** begin GIVEN TEXT **
Unfortunately for a maximally simple version of a computational theory, the units on the various levels of linguistic structure are quite different from language to language.
Clearly there is no fixed inventory of words that might be assigned different meanings in different languages. And when people try to pronounce words in a language they do not speak, they tend to mispronounce it severely.  Now if you pick abstract units like Sentence, Noun Phrase, Predicate, Prepositional Phrase, one might argue for sufficient similarity to claim they are the same across languages.  But the fact that the phonological structures for words and phrases are wildly different across languages is a major difficulty. These differences can be very subtle and can reveal what specific dialect region we come from, and so forth. Most of us can speak only one or two  languages with skills that are like those of a ``native speaker''.

If one believes the classical theory of linguistic phonetics, then all of these differences are a problem.  They must be capturable with the universal phonetic alphabet, since all control of speech by a language is to be restricted to this apriori alphabet.  There must be a commensurate base set of phonetic symbols, the set of phonetic primes. If one wants to study the abstract symbol structure of the phonology of specific languages, one must assume that this apriori base set exists (it may not seem so important to know just exactly what is in this set, but only that such a set exists.).
** end GIVEN TEXT **
** begin SUPPLIED ENTRIES **
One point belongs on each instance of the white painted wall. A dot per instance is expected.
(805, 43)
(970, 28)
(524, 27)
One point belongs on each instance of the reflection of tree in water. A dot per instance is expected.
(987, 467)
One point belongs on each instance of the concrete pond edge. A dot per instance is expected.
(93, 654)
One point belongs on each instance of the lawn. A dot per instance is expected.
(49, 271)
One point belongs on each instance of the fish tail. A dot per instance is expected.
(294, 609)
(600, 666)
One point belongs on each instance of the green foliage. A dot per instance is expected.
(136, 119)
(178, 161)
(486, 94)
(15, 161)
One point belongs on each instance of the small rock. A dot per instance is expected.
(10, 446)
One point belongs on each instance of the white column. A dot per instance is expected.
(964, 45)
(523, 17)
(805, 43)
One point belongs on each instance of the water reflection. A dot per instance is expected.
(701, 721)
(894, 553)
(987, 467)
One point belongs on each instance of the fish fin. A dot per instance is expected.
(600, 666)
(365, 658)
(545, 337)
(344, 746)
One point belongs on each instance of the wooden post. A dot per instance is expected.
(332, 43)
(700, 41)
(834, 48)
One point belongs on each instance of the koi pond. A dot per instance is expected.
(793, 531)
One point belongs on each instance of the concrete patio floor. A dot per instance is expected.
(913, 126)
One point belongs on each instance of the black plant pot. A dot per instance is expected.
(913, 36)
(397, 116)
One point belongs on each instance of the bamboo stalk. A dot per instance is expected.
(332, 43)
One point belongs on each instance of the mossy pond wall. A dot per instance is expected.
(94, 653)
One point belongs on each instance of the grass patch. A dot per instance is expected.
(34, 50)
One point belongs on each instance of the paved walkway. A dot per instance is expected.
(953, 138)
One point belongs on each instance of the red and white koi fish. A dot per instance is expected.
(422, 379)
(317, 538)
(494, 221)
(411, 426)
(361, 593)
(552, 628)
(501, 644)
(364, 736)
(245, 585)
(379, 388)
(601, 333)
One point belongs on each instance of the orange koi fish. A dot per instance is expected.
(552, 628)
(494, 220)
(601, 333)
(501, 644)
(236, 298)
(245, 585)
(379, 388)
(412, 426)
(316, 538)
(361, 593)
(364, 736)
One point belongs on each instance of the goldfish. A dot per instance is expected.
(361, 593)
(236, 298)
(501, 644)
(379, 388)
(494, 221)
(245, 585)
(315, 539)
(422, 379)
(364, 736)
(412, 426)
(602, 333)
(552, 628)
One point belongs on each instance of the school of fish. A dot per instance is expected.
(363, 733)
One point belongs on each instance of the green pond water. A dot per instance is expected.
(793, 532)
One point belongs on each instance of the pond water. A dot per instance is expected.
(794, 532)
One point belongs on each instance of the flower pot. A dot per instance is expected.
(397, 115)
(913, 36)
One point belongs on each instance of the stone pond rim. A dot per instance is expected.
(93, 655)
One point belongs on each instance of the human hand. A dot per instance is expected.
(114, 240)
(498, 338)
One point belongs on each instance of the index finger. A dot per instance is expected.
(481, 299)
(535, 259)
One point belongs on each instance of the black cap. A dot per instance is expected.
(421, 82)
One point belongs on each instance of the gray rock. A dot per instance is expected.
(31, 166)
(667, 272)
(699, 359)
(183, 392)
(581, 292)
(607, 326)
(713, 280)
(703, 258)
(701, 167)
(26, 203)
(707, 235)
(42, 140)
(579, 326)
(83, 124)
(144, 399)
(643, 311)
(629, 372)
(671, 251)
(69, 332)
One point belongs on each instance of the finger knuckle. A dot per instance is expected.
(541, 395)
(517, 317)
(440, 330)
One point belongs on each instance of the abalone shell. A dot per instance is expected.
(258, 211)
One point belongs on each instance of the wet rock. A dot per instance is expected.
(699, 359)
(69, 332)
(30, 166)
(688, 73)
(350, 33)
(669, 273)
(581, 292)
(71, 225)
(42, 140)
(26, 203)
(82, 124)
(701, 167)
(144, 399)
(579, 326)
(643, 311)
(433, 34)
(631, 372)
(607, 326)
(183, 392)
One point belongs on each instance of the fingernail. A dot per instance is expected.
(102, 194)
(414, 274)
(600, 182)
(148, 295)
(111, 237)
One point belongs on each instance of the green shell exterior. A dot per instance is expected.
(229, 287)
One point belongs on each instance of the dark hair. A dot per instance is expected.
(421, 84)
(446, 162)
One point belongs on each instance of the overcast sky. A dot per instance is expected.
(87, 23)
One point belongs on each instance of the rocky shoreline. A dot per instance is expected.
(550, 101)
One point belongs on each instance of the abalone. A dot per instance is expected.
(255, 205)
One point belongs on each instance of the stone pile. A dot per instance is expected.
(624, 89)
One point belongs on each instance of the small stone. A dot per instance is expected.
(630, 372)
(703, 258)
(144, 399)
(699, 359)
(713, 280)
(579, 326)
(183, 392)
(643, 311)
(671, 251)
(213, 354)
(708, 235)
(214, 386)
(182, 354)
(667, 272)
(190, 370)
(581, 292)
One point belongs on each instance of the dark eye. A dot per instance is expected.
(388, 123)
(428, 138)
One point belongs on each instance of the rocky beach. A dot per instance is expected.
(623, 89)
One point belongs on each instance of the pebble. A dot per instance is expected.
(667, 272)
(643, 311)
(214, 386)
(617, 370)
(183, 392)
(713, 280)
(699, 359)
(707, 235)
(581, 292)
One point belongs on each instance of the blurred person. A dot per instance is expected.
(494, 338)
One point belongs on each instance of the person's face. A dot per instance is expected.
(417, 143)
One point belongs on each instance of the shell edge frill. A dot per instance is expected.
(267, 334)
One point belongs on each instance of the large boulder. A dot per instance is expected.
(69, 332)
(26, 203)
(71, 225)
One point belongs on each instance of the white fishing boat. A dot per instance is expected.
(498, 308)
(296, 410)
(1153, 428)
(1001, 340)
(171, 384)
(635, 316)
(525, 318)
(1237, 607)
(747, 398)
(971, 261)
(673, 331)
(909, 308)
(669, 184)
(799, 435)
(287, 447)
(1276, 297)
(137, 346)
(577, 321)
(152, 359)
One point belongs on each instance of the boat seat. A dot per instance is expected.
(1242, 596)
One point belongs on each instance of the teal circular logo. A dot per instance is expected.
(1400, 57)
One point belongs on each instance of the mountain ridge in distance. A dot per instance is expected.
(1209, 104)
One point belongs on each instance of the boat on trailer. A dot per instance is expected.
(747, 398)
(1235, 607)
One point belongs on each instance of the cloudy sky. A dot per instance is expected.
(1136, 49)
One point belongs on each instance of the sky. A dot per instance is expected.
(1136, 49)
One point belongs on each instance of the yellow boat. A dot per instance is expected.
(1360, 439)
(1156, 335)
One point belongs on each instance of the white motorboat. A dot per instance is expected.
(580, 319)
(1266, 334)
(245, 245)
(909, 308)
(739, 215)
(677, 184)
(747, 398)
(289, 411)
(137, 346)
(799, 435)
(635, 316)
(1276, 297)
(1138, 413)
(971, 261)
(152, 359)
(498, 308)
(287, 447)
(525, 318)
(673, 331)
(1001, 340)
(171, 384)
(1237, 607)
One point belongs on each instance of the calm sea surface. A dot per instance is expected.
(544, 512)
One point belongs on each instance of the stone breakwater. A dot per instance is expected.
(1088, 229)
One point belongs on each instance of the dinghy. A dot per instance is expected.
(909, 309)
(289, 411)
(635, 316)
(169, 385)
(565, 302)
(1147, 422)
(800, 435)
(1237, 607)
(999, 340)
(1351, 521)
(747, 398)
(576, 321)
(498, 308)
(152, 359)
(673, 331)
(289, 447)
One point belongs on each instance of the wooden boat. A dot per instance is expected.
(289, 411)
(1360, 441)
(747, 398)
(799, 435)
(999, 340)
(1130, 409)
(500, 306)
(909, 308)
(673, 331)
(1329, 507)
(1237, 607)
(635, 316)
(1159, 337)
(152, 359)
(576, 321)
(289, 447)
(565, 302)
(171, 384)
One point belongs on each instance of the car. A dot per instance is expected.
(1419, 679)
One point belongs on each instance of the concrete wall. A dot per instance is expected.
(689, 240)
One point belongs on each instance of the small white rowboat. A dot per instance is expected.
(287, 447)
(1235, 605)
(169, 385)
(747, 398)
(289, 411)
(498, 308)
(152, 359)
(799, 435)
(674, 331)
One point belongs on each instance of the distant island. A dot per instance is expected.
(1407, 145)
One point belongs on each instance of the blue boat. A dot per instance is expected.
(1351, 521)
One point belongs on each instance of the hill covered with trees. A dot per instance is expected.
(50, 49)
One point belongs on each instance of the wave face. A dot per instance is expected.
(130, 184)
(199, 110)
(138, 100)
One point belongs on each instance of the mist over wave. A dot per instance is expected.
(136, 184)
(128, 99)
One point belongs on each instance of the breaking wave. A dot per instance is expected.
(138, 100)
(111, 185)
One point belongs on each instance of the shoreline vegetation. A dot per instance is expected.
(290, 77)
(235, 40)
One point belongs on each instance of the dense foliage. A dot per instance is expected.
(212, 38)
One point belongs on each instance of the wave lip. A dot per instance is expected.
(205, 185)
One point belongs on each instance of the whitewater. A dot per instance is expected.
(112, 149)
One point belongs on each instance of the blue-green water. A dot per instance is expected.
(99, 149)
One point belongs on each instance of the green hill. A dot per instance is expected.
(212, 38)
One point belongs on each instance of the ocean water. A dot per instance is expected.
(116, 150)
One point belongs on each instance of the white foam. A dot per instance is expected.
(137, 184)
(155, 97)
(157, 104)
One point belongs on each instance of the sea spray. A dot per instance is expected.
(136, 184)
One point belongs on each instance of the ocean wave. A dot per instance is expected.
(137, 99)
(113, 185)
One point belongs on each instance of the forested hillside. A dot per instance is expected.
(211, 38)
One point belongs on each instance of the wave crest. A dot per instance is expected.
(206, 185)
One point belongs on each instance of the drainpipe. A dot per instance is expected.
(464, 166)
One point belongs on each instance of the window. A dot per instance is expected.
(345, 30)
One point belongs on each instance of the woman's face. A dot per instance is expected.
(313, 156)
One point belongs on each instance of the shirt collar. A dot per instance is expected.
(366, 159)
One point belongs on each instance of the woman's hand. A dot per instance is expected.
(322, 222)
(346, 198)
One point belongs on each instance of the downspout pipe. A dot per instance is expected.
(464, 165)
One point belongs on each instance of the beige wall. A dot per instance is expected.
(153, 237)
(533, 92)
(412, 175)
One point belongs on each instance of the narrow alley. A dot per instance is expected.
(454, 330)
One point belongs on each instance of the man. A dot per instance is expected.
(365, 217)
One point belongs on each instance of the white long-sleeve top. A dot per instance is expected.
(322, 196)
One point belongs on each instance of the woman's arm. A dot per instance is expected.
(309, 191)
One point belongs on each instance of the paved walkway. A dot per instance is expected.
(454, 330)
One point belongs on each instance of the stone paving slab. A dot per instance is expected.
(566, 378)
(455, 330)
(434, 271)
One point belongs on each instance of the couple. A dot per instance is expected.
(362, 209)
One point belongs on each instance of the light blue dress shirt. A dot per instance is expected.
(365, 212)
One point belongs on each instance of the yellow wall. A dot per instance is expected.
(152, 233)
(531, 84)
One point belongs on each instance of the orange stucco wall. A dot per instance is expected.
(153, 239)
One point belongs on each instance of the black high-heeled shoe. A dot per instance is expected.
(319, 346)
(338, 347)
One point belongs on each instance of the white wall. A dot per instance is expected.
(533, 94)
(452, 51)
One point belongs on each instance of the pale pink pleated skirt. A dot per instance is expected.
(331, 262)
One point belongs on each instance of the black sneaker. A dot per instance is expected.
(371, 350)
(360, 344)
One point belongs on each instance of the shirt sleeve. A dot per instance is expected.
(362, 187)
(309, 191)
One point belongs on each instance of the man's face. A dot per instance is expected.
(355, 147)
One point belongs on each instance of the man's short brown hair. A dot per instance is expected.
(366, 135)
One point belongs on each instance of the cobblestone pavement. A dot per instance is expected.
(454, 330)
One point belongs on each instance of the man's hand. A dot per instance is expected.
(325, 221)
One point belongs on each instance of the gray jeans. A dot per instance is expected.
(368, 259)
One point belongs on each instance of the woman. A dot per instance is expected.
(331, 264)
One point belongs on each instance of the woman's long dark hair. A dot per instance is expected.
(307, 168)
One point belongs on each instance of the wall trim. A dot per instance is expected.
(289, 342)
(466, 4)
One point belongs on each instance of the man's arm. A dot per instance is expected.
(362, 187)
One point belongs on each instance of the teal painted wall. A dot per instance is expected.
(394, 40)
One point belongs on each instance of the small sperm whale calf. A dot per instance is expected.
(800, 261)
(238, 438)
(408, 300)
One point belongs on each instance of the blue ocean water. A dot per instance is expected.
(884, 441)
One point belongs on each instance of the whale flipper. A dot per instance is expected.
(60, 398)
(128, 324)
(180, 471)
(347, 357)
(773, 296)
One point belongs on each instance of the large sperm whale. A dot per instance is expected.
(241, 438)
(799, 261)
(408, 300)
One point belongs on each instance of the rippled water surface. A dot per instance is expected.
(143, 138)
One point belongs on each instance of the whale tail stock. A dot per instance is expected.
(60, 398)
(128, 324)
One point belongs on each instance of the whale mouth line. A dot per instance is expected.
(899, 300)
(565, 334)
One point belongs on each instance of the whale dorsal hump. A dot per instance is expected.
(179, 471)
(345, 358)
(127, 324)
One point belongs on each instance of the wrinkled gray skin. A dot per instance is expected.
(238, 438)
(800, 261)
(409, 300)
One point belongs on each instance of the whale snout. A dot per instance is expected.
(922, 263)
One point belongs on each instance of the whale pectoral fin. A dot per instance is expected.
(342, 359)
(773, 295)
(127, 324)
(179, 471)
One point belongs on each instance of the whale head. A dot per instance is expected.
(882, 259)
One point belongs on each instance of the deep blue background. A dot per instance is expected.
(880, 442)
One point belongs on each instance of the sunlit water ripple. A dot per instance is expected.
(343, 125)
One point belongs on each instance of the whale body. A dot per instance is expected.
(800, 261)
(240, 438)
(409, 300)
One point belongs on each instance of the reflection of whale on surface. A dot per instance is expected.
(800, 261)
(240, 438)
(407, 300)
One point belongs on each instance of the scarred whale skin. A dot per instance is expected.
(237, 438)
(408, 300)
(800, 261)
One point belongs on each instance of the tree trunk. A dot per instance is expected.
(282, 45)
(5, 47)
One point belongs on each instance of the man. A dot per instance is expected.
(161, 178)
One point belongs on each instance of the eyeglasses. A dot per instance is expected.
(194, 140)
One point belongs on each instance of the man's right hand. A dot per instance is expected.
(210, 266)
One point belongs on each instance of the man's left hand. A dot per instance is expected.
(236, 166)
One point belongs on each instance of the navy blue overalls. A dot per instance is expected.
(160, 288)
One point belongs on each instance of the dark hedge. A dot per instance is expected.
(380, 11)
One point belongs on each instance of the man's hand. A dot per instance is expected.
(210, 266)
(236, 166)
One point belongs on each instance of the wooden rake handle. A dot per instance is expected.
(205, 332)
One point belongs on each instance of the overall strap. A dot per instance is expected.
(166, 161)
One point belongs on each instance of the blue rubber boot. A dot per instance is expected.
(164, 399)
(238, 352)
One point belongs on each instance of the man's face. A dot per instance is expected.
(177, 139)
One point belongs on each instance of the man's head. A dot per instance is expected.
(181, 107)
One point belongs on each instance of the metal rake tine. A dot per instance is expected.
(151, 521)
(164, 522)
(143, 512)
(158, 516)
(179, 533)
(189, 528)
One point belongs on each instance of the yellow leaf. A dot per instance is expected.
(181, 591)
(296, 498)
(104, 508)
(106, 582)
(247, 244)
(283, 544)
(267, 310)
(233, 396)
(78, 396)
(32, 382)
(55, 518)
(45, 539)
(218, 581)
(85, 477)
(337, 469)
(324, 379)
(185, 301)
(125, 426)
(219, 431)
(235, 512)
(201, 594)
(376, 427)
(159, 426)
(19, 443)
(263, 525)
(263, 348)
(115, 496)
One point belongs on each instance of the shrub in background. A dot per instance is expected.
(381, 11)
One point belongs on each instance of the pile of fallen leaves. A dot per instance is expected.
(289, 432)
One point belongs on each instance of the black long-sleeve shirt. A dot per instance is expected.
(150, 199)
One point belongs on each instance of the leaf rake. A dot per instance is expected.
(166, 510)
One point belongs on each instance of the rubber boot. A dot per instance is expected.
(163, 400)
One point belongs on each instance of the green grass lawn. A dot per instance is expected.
** end SUPPLIED ENTRIES **
> **PROBLEMS AND TASKS**
#1 Please rewrite the part of the phonetics text that opens with the words containing "If one believes" and closes with "a set exists.).", putting "a priori" in place of "apriori".
#2 Answer these questions from the phonetics text.
(a) How many languages can most of us speak with skills like those of a native speaker?
(b) Which abstract units might be argued to be the same across languages?
(c) What must one assume exists in order to study the abstract symbol structure of the phonology of specific languages?
The listing above stands apart from the phonetics text.

> **WORKED ANSWERS**
#1
If one believes the classical theory of linguistic phonetics, then all of these differences are a problem.  They must be capturable with the universal phonetic alphabet, since all control of speech by a language is to be restricted to this a priori alphabet.  There must be a commensurate base set of phonetic symbols, the set of phonetic primes. If one wants to study the abstract symbol structure of the phonology of specific languages, one must assume that this a priori base set exists (it may not seem so important to know just exactly what is in this set, but only that such a set exists.).

#2
(a) One or two.
(b) Sentence, Noun Phrase, Predicate, and Prepositional Phrase.
(c) The apriori base set of phonetic symbols.